• PROBLEM TO SOLVE: Render the material from the line with "The goal for" up to and including the line with "positive clicks: (628, 359)" as a numbered list, skipping any blank lines.

• DATA EXTRACTS:
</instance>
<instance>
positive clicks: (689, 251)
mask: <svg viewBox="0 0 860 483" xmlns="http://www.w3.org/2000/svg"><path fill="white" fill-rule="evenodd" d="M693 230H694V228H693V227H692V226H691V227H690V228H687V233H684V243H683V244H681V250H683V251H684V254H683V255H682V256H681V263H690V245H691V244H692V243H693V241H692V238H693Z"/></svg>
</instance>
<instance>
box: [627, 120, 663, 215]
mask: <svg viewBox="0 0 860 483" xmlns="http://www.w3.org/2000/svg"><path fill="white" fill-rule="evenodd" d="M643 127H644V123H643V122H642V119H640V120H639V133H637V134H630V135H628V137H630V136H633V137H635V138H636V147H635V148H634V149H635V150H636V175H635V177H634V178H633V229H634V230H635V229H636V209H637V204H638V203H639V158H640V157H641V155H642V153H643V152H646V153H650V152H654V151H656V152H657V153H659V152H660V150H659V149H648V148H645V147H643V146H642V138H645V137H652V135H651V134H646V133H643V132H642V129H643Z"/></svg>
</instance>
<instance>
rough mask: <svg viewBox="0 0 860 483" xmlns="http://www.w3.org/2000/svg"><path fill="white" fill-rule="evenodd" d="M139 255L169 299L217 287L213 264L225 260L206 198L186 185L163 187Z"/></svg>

---

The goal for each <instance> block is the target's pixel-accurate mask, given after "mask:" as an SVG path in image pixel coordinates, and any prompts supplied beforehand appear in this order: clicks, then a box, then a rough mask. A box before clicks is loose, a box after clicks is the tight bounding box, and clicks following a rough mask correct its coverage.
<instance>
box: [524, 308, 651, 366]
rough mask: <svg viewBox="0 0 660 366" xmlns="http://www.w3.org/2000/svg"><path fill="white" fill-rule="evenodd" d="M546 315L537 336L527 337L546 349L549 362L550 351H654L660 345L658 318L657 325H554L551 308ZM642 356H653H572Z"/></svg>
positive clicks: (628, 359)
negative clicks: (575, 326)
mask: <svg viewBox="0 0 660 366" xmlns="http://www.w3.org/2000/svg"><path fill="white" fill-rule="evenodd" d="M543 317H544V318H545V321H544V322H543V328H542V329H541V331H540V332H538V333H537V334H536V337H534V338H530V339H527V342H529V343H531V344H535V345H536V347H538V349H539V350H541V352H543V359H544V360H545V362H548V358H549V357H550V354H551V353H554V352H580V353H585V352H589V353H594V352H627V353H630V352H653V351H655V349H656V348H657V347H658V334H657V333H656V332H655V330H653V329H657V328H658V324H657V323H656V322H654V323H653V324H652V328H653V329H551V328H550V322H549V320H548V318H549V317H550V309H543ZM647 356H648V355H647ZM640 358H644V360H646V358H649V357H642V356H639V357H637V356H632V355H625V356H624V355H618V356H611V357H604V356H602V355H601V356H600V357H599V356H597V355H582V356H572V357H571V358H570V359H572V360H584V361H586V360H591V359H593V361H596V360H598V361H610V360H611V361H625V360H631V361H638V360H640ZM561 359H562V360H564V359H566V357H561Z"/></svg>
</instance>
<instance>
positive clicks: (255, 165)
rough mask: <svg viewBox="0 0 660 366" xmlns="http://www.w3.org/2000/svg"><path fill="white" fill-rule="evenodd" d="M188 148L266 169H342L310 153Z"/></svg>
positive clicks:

• YOUR SOLUTION:
1. The goal for each <instance> block is the target's pixel-accurate mask, given after "mask:" as an SVG path in image pixel coordinates, and any prompts supplied beforehand appear in this order: clicks, then a box, then a rough mask. A box before clicks is loose, a box after clicks is the tight bounding box, and clicks following a rough mask correct its coverage.
2. <instance>
3. box: [524, 308, 651, 366]
4. rough mask: <svg viewBox="0 0 660 366" xmlns="http://www.w3.org/2000/svg"><path fill="white" fill-rule="evenodd" d="M546 315L537 336L527 337L546 349L549 362L550 351H654L660 345L658 318L657 325H554L551 308ZM642 356H653H572Z"/></svg>
5. positive clicks: (628, 359)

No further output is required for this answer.